* _PAGE EXCERPT_
════════════════

Elevated lead levels in Newark water have advocates worried

It’s a dispute that boils down to this: Is Newark complying with EPA rules for lead in the city’s drinking water?

“Well, right now, the city is not in compliance,” said Kim Gaddy, Clean Water Action environmental justice organizer.

“Well, the city was in compliance,” said Andrea Hall Adebowale, director of Newark Department of Water and Sewer Utilities.

Twice a year, Newark must test the drinking water at homes with lead services lines from the street to the homes. Results this year of 129 samples, show lead levels off the charts at some houses, five of them higher than 50 parts per billion. One at 137 parts per billion, more than nine times the EPA action level of 15 parts per billion. The overall average: 27 parts per billion and in July the state Department of Environmental Protection (DEP) wrote Newark had failed the EPA’s compliance test and violated New Jersey’s Safe Drinking Water Act and required the city to take action:

“And unfortunately, the levels that I’ve seen in some of the tests, we’re as close as Flint was. So that’s why I think, it’s scary,” said Gaddy.

“We take this very seriously,” said Adebowale.

Newark launched a public awareness campaign. It informed homeowners of the elevated levels and invited thousands of water customers to two “tele-town” meetings sharing by phone the same information it mailed to them with their water bills, which listed a series of warnings, do’s and don’ts and the dangers of ingesting lead and the harm it can do to children and pregnant women. It’s the kind of harm researchers now say they’ve uncovered to Flint, Michigan, residents who drank lead-poisoned water – higher rates of fetal deaths and miscarriages and falling fertility rates.

Newark says any comparison to Flint Michigan, of lead test results, is far from fair.

“We’re not comparing apples to apples. In Flint, Michigan, the water that left their plant was contaminated with lead because of the change of the source of their water. In Newark, we don’t have that issue. Our water exceeds federal and state standards. It’s safe to drink. Unfortunately, when it gets to the tap, it’s that service line between the main and the home that has the lead contamination,” said Adebowale.

In July, the state DEP wrote because of the city’s elevated lead levels that the “Newark Water Department is deemed to no longer have optimized corrosion control treatment.” Newark responded that it’s improved water treatment and the state will study the impact for six months.

════════════════

* _SUPPLIED MATERIAL_

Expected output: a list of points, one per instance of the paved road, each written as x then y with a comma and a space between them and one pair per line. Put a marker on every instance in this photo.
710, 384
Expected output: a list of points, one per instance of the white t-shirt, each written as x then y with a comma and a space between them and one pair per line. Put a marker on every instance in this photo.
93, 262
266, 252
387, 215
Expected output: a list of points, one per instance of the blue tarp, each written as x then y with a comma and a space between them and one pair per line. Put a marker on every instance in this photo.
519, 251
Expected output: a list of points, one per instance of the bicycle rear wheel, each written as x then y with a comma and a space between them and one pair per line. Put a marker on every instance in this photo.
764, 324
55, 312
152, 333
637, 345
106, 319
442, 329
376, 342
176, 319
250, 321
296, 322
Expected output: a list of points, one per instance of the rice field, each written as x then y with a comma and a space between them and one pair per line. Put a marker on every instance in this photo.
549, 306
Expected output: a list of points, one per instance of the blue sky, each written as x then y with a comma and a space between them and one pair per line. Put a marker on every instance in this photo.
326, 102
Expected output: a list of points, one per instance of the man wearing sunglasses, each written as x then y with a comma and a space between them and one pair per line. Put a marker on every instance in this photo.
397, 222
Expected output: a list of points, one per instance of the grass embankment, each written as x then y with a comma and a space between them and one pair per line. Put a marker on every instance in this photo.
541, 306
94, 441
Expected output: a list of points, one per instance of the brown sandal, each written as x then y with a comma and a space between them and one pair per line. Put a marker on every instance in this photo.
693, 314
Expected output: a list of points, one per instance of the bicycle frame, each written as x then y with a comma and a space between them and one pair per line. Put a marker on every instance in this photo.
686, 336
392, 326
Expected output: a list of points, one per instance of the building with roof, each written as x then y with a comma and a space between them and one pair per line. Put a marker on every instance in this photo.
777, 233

════════════════

* _REQUIRED ACTION 1_
Answer these questions from the article on lead in Newark's water:
(a) How many samples were in this year's test results?
(b) What is the EPA action level for lead?
(c) For how long will the state study the impact of Newark's improved water treatment?
* _REQUIRED ACTION 2_
Say whether each statement agrees with the article on lead in Newark's water, quoting the words that decide it:
(a) One sample measured 137 parts per billion.
(b) Newark held its "tele-town" meetings in person.
(c) Adebowale said the water leaving Newark's plant is contaminated with lead.
* _REQUIRED ACTION 3_
Extend the article on lead in Newark's water, starting after its final sentence.
The lines above come from a different source than the article on lead in Newark's water.

* _ANSWER AREA 1_
(a) 129 samples.
(b) 15 parts per billion.
(c) Six months.

* _ANSWER AREA 2_
(a) Yes: "One at 137 parts per billion, more than nine times the EPA action level of 15 parts per billion."
(b) No: "invited thousands of water customers to two “tele-town” meetings sharing by phone the same information it mailed to them"
(c) No: "Our water exceeds federal and state standards. It’s safe to drink."

* _ANSWER AREA 3_
Newark says the elevated levels are throughout the city in houses built before 1986 and, before clean water advocates demanded it, the city began offering residents free lead testing at the city health department, and free inspections and testing of the water lines from the street to private houses.

When asked if residents have been taking up the city on the offer, Adebowale replied, “Yes, we’re bombarded with requests everyday. ”

Newark says it plans to start replacing those private lines next spring through state loans with 90 percent forgiveness and the other ten percent interest-free. Newark has until the end of November to give the state the list of addresses. City Hall says it’s well aware of the criticisms of clean water advocates and it will meet with them next week.

Next month, the city’s water director plans to meet with the Natural Resources Defense Council. This week, the director met with the national grassroots Clean Water Action and accepted its offer to partner with the city on public education.

“We don’t want to just raise the issue. We want to resolve the issue, too,” said Gaddy.

Any level of lead in drinking water is considered unacceptable, especially to advocates who honored a handful of state lawmakers with high scores for championing clean air and water through legislation.

“Clean water is not only a basic need but it should be a basic right because too many of our children are being infected with lead poisoning and that is something that can be prevented,” said Sen. Shirley Turner, who represents Mercer County.

Newark’s water director agrees. “Newark is in the forefront. We’re trying to educate our constituents. At the same time, we don’t want to alarm them because there’s nothing wrong with our water. It’s only in certain homes where they may be affected and just because you have a lead service line doesn’t mean that there’s lead in your water or that you will exceed that action level,” said Adebowale.

“And if it was only a sampling when is the whole city going to be tested? So, those are the real crucial questions we have to get answers to and that’s why I say it’s all about transparency. You have to let people know that you are erring on the side of precaution,” said Gaddy.

The city says it knows the criticism of its response to elevated lead levels will flow as freely as the water through its mains, but it’s working to comply with state and federal guidelines to keep and make its water safe to drink.